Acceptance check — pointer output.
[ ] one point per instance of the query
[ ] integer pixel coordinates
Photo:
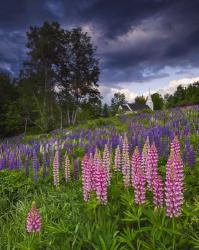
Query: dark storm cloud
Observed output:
(136, 39)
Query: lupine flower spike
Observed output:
(174, 181)
(33, 220)
(67, 168)
(56, 170)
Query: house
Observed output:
(132, 107)
(135, 107)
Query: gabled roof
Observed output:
(138, 106)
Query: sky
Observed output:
(141, 44)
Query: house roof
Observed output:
(134, 106)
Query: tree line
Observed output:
(57, 85)
(183, 96)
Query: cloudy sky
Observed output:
(142, 44)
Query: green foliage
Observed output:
(140, 100)
(184, 96)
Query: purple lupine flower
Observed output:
(56, 170)
(33, 223)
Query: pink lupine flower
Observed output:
(139, 186)
(56, 169)
(33, 220)
(157, 191)
(117, 160)
(67, 168)
(135, 164)
(126, 170)
(173, 187)
(101, 184)
(86, 177)
(106, 163)
(178, 163)
(96, 161)
(151, 165)
(125, 147)
(125, 162)
(145, 152)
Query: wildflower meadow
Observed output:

### THE PROBLEM
Exactly the lines from the one containing "Query: cloudy sky" to the final line of the entries must be restated, and no others.

### YOUR RESPONSE
Query: cloudy sky
Observed output:
(142, 44)
Query: green foliage
Observed output:
(140, 100)
(184, 96)
Query: purple lupine flower
Observed output:
(56, 170)
(33, 223)
Query: pink lupine flower
Observed output:
(139, 186)
(56, 169)
(33, 220)
(157, 191)
(117, 160)
(67, 168)
(135, 164)
(126, 170)
(173, 187)
(101, 184)
(86, 177)
(106, 163)
(178, 163)
(96, 161)
(151, 165)
(125, 147)
(125, 162)
(145, 152)
Query: wildflower meadow
Observed output:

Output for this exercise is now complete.